What to do → Scan the entries and copy each line where the word "tight" is present.

Data for analysis →

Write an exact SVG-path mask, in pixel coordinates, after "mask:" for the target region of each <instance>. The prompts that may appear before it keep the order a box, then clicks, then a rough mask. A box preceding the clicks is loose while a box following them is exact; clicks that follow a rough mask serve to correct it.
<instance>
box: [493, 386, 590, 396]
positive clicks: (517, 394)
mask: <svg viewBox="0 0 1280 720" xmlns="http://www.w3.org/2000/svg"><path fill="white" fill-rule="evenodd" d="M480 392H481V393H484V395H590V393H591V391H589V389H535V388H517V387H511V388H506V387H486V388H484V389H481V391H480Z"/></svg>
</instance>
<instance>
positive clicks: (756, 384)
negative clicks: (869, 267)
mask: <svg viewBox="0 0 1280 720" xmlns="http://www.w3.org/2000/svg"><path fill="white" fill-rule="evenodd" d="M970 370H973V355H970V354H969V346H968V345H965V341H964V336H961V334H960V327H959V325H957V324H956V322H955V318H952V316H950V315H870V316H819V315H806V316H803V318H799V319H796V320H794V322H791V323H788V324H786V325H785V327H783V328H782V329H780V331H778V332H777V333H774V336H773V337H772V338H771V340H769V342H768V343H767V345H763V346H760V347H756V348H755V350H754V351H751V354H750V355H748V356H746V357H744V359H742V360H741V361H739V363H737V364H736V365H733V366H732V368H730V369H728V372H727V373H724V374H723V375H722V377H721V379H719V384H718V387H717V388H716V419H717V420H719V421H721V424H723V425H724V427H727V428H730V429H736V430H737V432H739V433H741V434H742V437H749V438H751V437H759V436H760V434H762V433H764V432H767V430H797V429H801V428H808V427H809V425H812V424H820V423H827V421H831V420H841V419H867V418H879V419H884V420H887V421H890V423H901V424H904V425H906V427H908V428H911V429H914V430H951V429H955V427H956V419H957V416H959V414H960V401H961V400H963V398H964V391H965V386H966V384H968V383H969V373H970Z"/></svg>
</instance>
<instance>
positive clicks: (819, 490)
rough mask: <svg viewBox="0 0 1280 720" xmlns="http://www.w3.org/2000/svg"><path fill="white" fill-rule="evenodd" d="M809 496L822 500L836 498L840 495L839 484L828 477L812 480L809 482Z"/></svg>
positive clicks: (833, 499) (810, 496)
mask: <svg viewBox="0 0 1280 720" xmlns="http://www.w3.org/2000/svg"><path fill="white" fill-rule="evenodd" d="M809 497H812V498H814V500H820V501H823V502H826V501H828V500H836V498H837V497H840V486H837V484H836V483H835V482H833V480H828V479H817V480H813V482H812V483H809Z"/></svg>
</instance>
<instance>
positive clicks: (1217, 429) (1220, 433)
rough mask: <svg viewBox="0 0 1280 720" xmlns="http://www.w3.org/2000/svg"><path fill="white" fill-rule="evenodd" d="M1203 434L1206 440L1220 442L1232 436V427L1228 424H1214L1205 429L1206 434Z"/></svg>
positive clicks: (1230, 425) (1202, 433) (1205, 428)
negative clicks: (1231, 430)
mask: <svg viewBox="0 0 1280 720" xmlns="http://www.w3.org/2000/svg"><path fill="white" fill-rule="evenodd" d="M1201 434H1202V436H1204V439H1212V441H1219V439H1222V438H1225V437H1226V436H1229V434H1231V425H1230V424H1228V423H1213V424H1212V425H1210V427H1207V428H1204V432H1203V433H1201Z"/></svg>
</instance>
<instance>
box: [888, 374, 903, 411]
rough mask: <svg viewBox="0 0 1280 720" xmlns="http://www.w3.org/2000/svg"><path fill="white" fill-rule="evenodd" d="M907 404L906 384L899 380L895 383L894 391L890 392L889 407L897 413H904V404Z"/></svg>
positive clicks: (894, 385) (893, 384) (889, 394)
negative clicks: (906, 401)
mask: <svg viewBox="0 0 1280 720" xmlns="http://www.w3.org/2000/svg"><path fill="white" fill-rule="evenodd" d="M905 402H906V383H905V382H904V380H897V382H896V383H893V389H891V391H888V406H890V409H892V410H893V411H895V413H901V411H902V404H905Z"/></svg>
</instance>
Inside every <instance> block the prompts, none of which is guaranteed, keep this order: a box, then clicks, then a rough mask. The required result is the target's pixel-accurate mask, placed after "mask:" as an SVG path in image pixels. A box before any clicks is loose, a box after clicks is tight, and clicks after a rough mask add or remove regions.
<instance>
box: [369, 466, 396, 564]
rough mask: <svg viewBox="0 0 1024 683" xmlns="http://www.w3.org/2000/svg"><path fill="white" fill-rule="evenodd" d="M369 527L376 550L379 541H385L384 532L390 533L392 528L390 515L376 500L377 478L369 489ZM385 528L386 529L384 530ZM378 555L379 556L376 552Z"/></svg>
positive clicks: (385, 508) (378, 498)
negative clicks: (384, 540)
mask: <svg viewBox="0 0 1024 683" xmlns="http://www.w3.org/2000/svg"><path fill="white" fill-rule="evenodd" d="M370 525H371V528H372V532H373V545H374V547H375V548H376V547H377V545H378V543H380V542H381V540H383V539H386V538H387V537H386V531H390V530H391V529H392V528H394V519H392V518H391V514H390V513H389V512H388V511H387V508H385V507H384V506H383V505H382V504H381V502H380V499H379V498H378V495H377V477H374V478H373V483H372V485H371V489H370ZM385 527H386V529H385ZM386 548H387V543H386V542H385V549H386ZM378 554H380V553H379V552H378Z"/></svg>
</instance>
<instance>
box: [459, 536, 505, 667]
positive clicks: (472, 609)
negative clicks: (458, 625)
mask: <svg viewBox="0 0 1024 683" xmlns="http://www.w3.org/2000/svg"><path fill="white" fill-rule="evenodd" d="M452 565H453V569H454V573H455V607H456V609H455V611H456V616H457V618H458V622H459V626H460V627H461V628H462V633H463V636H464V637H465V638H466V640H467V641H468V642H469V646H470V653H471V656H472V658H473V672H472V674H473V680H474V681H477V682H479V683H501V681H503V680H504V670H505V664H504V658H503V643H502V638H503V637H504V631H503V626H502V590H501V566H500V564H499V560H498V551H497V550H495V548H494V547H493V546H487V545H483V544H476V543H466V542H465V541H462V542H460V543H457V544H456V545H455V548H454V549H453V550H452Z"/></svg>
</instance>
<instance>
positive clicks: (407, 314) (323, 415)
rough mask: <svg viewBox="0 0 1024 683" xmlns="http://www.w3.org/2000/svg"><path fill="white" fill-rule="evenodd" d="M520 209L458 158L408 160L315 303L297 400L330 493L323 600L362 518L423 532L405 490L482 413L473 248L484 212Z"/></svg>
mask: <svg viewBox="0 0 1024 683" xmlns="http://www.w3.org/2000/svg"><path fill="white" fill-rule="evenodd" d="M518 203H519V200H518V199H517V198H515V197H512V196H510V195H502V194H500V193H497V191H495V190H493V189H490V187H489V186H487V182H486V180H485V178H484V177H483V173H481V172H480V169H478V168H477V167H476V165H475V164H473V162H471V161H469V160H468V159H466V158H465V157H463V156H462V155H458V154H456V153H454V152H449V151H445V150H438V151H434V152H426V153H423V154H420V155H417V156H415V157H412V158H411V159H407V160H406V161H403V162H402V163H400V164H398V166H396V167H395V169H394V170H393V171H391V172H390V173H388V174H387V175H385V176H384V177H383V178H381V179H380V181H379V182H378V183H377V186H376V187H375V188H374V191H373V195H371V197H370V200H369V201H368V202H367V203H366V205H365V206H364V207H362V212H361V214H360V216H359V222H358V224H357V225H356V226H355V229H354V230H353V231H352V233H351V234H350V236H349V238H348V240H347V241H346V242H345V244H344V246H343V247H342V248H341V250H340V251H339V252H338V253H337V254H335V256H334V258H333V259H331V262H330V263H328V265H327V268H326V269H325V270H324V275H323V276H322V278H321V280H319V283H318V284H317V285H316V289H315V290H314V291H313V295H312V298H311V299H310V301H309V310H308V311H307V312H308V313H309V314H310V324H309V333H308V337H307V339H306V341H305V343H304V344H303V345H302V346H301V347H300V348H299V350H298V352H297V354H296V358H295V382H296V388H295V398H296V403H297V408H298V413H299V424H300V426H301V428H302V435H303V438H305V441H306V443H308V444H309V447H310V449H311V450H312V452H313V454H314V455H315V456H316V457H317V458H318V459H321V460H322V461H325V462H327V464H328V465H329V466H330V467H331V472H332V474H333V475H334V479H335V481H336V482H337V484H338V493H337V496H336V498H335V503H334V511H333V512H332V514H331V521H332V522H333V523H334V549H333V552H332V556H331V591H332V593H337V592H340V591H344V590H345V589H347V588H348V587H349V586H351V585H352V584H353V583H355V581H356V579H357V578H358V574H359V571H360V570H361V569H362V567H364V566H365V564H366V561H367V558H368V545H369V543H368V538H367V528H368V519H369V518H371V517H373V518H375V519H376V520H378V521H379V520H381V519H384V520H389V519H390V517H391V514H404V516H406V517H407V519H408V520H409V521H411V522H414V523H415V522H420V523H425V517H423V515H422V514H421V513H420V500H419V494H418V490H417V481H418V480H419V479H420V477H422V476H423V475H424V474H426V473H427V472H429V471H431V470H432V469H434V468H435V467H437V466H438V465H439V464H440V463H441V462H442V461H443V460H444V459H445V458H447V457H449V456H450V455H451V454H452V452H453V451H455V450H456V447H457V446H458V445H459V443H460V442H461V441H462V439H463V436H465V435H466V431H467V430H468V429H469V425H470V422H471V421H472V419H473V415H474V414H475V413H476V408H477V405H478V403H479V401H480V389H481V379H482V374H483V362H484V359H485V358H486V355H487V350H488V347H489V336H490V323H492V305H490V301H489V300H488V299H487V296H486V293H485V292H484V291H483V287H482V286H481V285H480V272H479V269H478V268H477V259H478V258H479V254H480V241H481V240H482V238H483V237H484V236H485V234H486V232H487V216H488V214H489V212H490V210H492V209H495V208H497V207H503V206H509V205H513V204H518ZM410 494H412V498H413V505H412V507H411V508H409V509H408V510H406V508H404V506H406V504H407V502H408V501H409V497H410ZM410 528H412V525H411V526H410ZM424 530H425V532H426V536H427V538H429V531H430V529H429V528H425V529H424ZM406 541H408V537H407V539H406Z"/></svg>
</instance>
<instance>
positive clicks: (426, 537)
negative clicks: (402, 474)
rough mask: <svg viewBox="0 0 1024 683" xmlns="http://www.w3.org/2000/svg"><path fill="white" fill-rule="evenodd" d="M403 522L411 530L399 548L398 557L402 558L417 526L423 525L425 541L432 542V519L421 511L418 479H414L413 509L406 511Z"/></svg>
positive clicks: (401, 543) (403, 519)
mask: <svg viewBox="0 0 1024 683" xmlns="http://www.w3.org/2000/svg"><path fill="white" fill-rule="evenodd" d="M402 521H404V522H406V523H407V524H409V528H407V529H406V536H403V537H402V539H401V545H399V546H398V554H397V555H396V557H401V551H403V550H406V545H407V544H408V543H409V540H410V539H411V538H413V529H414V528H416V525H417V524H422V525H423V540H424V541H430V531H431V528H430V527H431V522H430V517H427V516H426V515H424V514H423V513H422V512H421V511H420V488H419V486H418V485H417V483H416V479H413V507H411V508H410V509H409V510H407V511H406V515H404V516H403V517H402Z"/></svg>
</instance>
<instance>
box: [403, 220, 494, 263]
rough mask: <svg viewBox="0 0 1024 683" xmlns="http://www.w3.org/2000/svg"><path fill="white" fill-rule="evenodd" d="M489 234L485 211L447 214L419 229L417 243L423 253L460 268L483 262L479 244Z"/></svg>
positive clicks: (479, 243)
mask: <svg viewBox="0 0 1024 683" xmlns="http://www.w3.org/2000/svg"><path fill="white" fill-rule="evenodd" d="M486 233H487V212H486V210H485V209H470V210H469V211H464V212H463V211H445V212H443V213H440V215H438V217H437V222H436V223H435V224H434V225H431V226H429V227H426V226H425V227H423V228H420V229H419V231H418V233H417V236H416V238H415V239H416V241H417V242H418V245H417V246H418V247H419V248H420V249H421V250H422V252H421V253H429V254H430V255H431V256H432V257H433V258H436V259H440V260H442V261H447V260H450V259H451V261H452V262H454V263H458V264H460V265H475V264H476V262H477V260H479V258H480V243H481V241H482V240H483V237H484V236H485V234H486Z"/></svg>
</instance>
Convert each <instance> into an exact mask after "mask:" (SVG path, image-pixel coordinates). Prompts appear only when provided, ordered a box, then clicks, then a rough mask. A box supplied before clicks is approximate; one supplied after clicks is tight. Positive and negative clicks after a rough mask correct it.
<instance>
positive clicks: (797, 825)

Result for this exercise →
Inside every <instance> block the prompts, none of which is guaranteed, keep this order: a box, then clicks, then a rough mask. The required result is the target's pixel-accurate mask, placed after "mask:" as an SVG path in image pixels. A box before any clicks is loose, a box after clicks is tight, and clicks after a rough mask add or remove regions.
Convert each <instance> into an exact mask after "mask:" (SVG path, image-pixel coordinates). Prompts appear only when provided, ordered a box, then clicks, then a rough mask. A box supplied before clicks is approximate; one supplied after clicks is tight. Positive and negative clicks after a rough mask correct it.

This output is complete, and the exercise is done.